**Brief a:** Gather every line of the entries that contains the word "background", matching case exactly.

Build-A-Monster

The Ultimate Monster Building Experience

Current Status: Minimum Viable Product (MVP) Complete

MVP Dashboard: https://trevoriwen.github.io/build-a-monster/

Presentation for MVP: https://docs.google.com/presentation/d/1p2H1VOYV1S2l-KxgNv2MTVLyTSLPGuzVoiJnb_SPr14/edit?usp=sharing

Overview

The task was to create a dashboard where a user could input characteristic and ability ratings for a monster and the dashboard will automatically return the predicted challenge rating for the newly created monster. Additional features to this dashboard will be having the monster database pull statistical and categorical summaries to the webpage dashboard through a Tableau dashboard as well as additional values for adjusted challenge rating and encounter difficulty when given party level and size.

**Supplied material:**
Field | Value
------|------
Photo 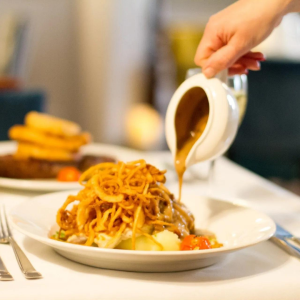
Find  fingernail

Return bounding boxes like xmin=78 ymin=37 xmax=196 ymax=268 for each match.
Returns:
xmin=203 ymin=67 xmax=216 ymax=78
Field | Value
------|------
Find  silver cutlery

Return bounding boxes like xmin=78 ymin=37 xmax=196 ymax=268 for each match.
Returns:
xmin=0 ymin=212 xmax=14 ymax=281
xmin=0 ymin=208 xmax=42 ymax=279
xmin=271 ymin=224 xmax=300 ymax=259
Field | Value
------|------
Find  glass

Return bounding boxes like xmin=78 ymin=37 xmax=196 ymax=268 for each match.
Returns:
xmin=185 ymin=68 xmax=248 ymax=195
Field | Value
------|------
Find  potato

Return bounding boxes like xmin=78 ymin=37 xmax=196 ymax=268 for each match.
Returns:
xmin=116 ymin=230 xmax=181 ymax=251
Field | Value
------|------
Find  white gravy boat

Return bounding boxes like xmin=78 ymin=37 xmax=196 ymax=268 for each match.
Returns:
xmin=165 ymin=71 xmax=239 ymax=168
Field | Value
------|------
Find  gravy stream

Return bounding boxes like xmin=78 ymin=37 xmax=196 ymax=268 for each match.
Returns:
xmin=175 ymin=87 xmax=209 ymax=201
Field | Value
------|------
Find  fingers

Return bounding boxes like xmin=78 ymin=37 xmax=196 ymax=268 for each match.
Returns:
xmin=232 ymin=56 xmax=260 ymax=71
xmin=228 ymin=66 xmax=249 ymax=76
xmin=203 ymin=46 xmax=266 ymax=78
xmin=203 ymin=37 xmax=243 ymax=78
xmin=243 ymin=51 xmax=266 ymax=61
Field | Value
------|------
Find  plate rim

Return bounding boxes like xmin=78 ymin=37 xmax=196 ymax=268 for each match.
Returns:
xmin=8 ymin=190 xmax=276 ymax=256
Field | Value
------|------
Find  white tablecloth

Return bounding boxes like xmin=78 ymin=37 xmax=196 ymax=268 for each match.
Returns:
xmin=0 ymin=155 xmax=300 ymax=300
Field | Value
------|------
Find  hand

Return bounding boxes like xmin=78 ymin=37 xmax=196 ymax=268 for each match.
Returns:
xmin=195 ymin=0 xmax=300 ymax=78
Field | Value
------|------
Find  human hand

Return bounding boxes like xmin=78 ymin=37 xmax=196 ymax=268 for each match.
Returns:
xmin=195 ymin=0 xmax=300 ymax=78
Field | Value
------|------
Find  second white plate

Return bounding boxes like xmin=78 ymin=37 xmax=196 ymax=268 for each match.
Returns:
xmin=0 ymin=142 xmax=139 ymax=192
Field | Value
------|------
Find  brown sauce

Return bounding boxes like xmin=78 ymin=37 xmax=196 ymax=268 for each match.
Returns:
xmin=175 ymin=87 xmax=209 ymax=201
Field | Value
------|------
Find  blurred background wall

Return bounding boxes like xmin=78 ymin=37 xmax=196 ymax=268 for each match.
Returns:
xmin=0 ymin=0 xmax=300 ymax=190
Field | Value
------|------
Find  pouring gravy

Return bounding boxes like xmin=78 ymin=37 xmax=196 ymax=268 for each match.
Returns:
xmin=175 ymin=87 xmax=209 ymax=201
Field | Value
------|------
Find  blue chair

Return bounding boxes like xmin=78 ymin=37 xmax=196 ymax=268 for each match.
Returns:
xmin=0 ymin=91 xmax=45 ymax=141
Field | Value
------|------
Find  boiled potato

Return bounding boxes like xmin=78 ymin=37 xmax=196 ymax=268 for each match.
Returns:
xmin=116 ymin=230 xmax=181 ymax=251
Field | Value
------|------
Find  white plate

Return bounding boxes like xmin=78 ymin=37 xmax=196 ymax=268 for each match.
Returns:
xmin=0 ymin=142 xmax=139 ymax=192
xmin=10 ymin=191 xmax=275 ymax=272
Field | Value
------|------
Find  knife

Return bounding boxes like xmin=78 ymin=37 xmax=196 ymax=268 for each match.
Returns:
xmin=271 ymin=224 xmax=300 ymax=259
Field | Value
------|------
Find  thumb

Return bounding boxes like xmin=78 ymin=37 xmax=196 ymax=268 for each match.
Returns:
xmin=203 ymin=43 xmax=243 ymax=78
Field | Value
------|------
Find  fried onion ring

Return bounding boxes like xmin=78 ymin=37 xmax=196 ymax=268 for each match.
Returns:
xmin=9 ymin=125 xmax=91 ymax=152
xmin=25 ymin=111 xmax=81 ymax=136
xmin=15 ymin=143 xmax=79 ymax=161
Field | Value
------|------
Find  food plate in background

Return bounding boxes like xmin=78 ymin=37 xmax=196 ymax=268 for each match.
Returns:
xmin=10 ymin=191 xmax=276 ymax=272
xmin=0 ymin=142 xmax=140 ymax=192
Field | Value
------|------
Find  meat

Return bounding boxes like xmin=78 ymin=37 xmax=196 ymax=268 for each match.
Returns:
xmin=0 ymin=155 xmax=115 ymax=179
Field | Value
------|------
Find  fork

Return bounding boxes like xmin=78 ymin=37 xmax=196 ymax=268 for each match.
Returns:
xmin=0 ymin=212 xmax=14 ymax=281
xmin=0 ymin=207 xmax=42 ymax=279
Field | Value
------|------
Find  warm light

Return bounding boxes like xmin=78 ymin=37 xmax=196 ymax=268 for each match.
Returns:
xmin=126 ymin=103 xmax=163 ymax=150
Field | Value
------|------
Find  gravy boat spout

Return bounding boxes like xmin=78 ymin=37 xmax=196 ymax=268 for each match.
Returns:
xmin=165 ymin=74 xmax=239 ymax=168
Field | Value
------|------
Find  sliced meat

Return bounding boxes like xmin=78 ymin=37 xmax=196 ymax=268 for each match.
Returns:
xmin=0 ymin=155 xmax=115 ymax=179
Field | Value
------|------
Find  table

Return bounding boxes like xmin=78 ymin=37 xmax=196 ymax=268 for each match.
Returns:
xmin=0 ymin=154 xmax=300 ymax=300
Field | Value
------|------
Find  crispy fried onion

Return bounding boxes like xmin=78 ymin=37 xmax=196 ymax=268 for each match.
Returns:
xmin=56 ymin=160 xmax=194 ymax=249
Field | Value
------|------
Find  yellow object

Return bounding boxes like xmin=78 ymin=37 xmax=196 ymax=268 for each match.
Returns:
xmin=25 ymin=111 xmax=81 ymax=136
xmin=126 ymin=103 xmax=163 ymax=150
xmin=8 ymin=125 xmax=91 ymax=152
xmin=15 ymin=143 xmax=75 ymax=161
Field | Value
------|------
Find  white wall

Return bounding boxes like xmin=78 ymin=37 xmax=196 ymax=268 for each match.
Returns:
xmin=0 ymin=0 xmax=79 ymax=120
xmin=77 ymin=0 xmax=153 ymax=143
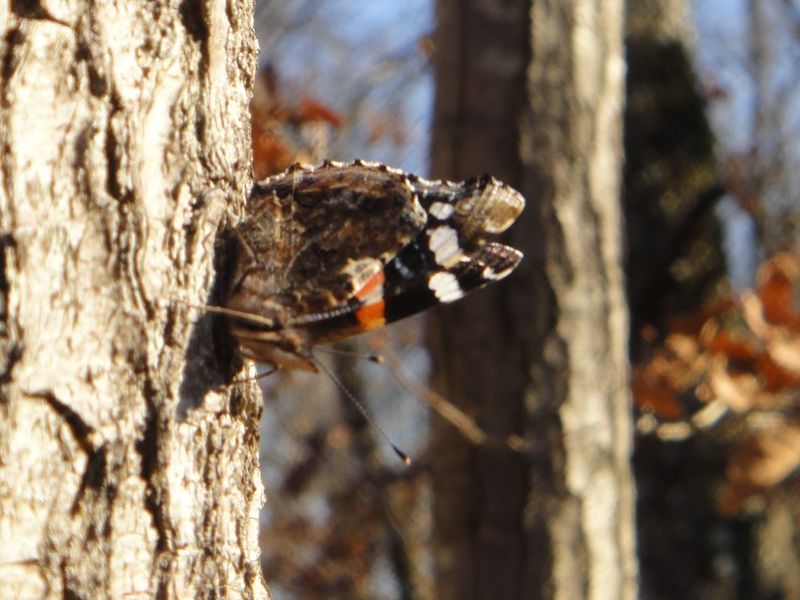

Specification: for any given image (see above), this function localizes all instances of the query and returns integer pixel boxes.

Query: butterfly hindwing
[226,161,524,370]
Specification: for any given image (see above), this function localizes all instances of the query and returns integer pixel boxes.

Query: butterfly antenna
[312,359,411,465]
[314,348,386,365]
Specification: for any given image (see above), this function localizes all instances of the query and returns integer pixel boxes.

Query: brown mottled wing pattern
[225,161,525,371]
[226,163,427,367]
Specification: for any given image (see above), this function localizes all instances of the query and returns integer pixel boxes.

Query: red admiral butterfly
[225,161,525,371]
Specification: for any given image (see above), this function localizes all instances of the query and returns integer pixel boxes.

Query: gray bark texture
[0,0,267,598]
[431,0,637,600]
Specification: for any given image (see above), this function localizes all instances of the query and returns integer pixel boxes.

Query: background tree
[0,0,266,598]
[424,0,636,598]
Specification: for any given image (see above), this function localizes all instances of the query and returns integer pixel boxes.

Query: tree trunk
[0,0,267,598]
[431,0,636,599]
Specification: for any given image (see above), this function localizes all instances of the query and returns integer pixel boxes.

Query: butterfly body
[225,161,524,371]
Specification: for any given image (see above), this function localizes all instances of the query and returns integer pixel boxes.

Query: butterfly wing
[294,172,525,344]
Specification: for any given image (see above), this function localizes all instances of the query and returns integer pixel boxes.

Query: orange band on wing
[356,269,386,302]
[356,300,386,330]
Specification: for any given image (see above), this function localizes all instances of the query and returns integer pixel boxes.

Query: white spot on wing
[428,202,454,221]
[428,271,464,302]
[428,225,464,268]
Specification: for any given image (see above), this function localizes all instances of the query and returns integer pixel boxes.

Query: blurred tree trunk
[624,0,800,600]
[431,0,636,599]
[0,0,267,598]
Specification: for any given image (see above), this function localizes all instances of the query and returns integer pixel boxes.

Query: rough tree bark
[431,0,636,600]
[0,0,267,598]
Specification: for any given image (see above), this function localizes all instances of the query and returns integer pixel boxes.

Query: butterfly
[224,160,525,372]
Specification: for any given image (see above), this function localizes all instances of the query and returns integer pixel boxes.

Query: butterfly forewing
[226,161,524,370]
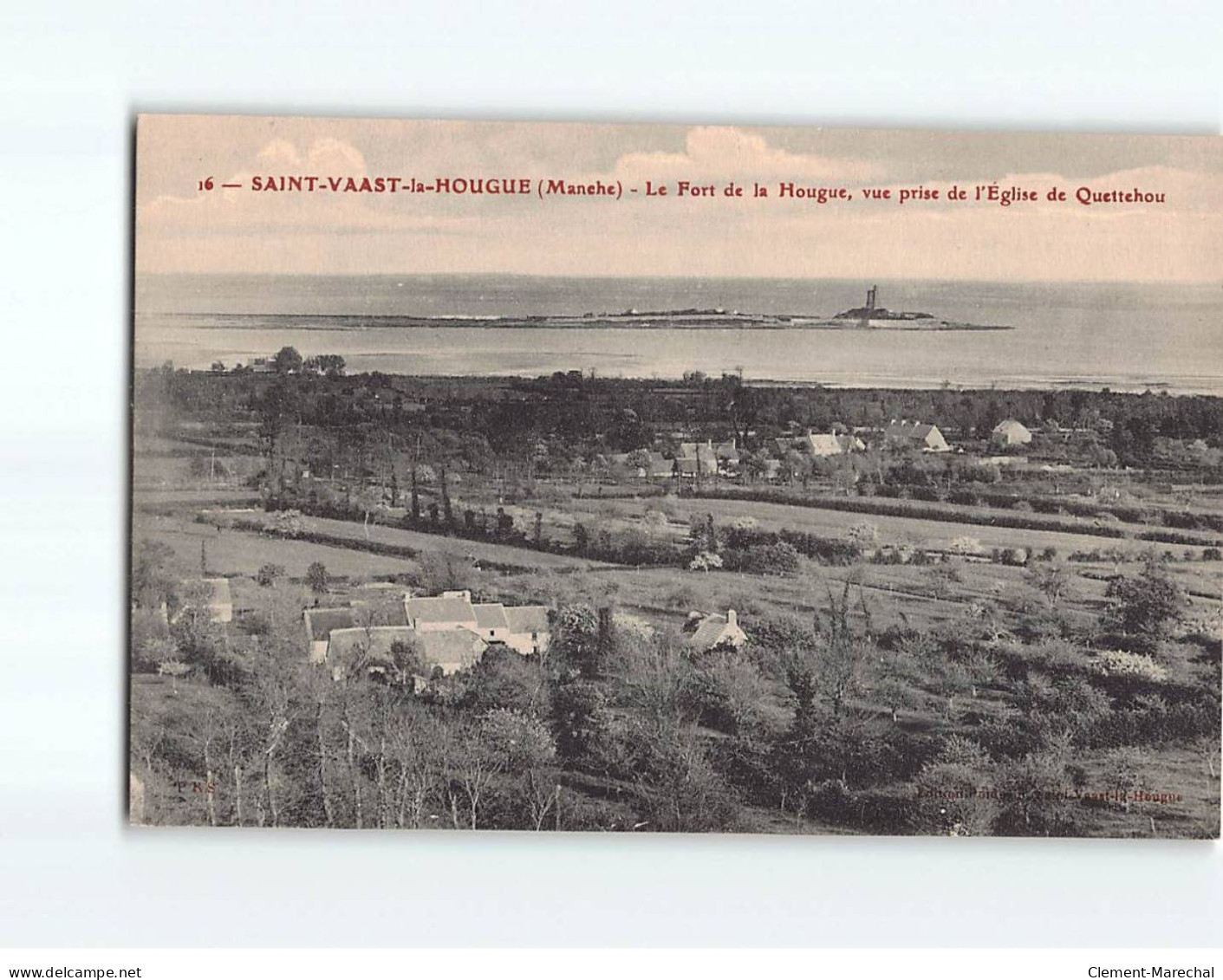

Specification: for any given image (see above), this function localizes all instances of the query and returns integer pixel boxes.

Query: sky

**Brief b:** In the Build-A-Monster overview, what does a user enter into the dashboard, and what does the dashboard return? Answer in one to three sentences.

**Correct response a:**
Find  blurred background wall
Find  food plate in background
Query: background tree

**Correct response b:** A user enters characteristic and ability ratings for a monster, and the dashboard automatically returns the predicted challenge rating for that newly created monster. As an added feature, it also gives an adjusted challenge rating and encounter difficulty when it has the party level and size.